_Work instruction_
Reproduce exactly the span of lines that opens with the line containing "Need: a point on every instance of the parked" and closes with the last line of the entries below.

_Available data_
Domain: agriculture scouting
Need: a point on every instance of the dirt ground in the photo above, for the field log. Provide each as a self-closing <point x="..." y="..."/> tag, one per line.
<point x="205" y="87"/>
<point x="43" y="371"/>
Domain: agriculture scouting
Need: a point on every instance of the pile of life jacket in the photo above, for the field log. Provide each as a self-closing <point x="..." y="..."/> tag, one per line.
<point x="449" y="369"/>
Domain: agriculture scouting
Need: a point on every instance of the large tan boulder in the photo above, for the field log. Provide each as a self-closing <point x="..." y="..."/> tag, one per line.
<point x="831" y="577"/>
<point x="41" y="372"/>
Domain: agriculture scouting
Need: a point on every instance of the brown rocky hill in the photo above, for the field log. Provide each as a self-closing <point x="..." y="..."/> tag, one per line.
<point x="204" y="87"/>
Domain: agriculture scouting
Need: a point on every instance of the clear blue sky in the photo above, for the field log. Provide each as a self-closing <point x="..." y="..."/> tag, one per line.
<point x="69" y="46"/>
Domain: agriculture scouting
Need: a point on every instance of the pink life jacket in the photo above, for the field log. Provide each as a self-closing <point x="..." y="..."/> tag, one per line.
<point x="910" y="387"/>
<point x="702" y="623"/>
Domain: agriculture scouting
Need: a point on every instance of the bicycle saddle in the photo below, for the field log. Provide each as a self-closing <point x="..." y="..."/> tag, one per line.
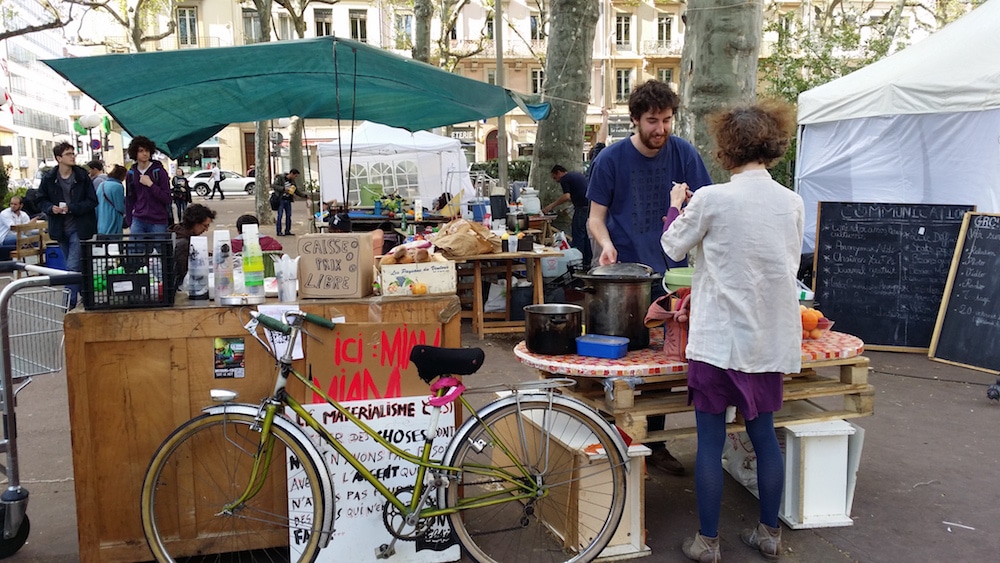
<point x="432" y="361"/>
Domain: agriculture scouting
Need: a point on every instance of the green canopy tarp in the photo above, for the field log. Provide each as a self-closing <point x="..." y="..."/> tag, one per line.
<point x="181" y="98"/>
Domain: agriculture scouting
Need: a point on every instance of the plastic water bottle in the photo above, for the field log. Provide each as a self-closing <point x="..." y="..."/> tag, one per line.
<point x="222" y="261"/>
<point x="253" y="262"/>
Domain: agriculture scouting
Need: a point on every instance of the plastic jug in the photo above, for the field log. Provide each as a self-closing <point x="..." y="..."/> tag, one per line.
<point x="529" y="199"/>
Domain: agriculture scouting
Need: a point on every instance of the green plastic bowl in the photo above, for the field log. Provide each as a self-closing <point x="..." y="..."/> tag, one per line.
<point x="676" y="278"/>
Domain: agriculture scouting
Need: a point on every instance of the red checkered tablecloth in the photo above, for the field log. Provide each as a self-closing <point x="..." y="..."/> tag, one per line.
<point x="650" y="361"/>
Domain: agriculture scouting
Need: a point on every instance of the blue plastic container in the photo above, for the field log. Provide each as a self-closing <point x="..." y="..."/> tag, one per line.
<point x="601" y="346"/>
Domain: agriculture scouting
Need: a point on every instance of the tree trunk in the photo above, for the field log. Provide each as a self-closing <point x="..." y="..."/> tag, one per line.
<point x="568" y="61"/>
<point x="262" y="140"/>
<point x="718" y="67"/>
<point x="423" y="10"/>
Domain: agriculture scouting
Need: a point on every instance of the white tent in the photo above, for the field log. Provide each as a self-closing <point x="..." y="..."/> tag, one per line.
<point x="920" y="126"/>
<point x="414" y="165"/>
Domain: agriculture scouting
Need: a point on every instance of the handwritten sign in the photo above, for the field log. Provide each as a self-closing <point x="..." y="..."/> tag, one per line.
<point x="336" y="265"/>
<point x="881" y="268"/>
<point x="358" y="524"/>
<point x="968" y="325"/>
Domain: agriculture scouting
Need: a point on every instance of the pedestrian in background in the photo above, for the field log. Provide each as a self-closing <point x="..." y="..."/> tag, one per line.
<point x="574" y="186"/>
<point x="216" y="182"/>
<point x="284" y="186"/>
<point x="180" y="191"/>
<point x="111" y="202"/>
<point x="745" y="329"/>
<point x="147" y="190"/>
<point x="67" y="196"/>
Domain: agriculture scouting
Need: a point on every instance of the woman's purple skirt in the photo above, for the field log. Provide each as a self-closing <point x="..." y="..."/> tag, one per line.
<point x="712" y="389"/>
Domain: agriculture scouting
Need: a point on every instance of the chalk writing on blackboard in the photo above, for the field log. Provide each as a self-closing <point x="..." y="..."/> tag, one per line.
<point x="969" y="320"/>
<point x="881" y="268"/>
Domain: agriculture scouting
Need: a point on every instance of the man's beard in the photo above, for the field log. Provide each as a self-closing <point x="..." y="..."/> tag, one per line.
<point x="651" y="142"/>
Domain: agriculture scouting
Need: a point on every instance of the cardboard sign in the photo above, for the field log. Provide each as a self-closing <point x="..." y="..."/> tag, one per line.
<point x="336" y="265"/>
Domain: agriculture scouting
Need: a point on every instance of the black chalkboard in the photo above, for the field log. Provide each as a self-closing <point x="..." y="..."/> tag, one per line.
<point x="968" y="325"/>
<point x="881" y="268"/>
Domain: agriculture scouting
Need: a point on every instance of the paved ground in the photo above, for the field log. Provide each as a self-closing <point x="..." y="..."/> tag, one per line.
<point x="926" y="487"/>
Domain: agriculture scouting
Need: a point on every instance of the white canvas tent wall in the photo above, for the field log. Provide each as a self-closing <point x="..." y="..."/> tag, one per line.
<point x="440" y="162"/>
<point x="920" y="126"/>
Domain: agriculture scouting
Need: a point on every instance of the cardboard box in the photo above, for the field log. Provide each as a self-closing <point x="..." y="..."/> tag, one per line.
<point x="336" y="265"/>
<point x="438" y="275"/>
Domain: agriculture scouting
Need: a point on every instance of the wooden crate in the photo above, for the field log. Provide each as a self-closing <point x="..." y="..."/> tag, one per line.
<point x="135" y="375"/>
<point x="631" y="405"/>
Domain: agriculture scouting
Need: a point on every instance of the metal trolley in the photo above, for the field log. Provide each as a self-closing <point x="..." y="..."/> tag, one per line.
<point x="31" y="340"/>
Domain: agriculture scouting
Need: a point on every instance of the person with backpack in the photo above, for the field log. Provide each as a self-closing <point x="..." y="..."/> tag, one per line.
<point x="180" y="191"/>
<point x="147" y="190"/>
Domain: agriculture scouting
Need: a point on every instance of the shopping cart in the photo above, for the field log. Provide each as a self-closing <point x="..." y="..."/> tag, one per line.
<point x="31" y="312"/>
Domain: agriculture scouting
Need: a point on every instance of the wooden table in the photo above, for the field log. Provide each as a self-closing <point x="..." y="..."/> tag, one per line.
<point x="133" y="375"/>
<point x="481" y="323"/>
<point x="644" y="383"/>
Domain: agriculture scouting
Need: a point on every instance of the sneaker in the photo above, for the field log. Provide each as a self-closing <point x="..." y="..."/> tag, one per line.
<point x="765" y="539"/>
<point x="702" y="549"/>
<point x="662" y="460"/>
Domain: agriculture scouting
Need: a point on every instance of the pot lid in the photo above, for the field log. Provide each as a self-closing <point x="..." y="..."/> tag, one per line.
<point x="623" y="271"/>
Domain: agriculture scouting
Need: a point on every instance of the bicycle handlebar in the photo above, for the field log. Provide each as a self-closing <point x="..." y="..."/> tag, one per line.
<point x="56" y="277"/>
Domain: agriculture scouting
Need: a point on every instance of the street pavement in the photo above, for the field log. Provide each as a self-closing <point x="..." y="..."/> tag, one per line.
<point x="926" y="487"/>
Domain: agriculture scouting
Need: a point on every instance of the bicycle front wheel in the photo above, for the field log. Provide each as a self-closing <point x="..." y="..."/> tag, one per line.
<point x="203" y="467"/>
<point x="569" y="462"/>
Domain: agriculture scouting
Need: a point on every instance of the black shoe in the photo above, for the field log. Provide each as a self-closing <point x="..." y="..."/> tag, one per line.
<point x="662" y="460"/>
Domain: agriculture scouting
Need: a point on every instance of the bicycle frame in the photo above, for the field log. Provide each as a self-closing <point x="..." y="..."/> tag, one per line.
<point x="521" y="485"/>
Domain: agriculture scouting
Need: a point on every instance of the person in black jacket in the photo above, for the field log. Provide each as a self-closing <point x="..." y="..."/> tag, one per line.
<point x="68" y="199"/>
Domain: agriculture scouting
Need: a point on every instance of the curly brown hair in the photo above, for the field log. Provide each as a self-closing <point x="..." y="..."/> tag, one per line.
<point x="140" y="141"/>
<point x="756" y="133"/>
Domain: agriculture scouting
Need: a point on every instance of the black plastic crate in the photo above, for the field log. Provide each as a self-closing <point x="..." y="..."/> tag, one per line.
<point x="128" y="271"/>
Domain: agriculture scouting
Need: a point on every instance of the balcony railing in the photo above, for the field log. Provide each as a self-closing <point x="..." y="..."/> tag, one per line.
<point x="662" y="48"/>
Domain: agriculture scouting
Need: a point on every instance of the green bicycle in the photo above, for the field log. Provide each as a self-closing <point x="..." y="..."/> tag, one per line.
<point x="533" y="476"/>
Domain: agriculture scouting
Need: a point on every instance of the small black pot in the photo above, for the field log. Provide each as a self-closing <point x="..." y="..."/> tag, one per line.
<point x="552" y="328"/>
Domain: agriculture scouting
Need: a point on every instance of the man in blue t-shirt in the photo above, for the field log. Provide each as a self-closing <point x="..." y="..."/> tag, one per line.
<point x="630" y="181"/>
<point x="629" y="193"/>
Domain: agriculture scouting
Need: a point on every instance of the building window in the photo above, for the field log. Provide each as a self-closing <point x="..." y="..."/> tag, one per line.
<point x="251" y="27"/>
<point x="663" y="24"/>
<point x="404" y="31"/>
<point x="537" y="80"/>
<point x="623" y="84"/>
<point x="324" y="21"/>
<point x="536" y="27"/>
<point x="187" y="27"/>
<point x="359" y="25"/>
<point x="286" y="30"/>
<point x="623" y="32"/>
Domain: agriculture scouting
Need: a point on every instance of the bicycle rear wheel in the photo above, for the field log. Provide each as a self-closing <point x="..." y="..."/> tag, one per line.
<point x="580" y="495"/>
<point x="203" y="466"/>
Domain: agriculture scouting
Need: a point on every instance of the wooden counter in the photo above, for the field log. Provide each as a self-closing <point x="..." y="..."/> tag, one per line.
<point x="135" y="375"/>
<point x="644" y="383"/>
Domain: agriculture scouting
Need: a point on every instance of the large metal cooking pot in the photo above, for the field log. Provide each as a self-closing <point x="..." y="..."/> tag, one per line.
<point x="617" y="298"/>
<point x="552" y="328"/>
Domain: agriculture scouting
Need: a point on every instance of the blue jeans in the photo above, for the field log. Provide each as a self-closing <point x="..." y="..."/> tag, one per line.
<point x="70" y="245"/>
<point x="578" y="230"/>
<point x="284" y="210"/>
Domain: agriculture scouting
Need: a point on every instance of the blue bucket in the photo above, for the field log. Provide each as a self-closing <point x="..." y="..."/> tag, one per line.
<point x="54" y="257"/>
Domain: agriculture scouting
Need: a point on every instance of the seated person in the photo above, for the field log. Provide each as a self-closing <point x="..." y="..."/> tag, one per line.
<point x="195" y="222"/>
<point x="266" y="243"/>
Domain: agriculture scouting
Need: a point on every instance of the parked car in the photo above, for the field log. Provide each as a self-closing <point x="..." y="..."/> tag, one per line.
<point x="232" y="183"/>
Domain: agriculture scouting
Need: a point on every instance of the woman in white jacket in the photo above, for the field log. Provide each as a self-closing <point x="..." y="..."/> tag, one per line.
<point x="745" y="328"/>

_Exercise result_
Need: a point on every instance of the parked car in the photo above, for the field log. Provide each as a self-closing <point x="..." y="..."/> tag, one per line.
<point x="232" y="183"/>
Domain: agriculture scouting
Need: a point on every instance of the woman in white jacket in the photo above, for the field log. Provide each as a self-closing <point x="..." y="..."/> tag, one per line.
<point x="745" y="328"/>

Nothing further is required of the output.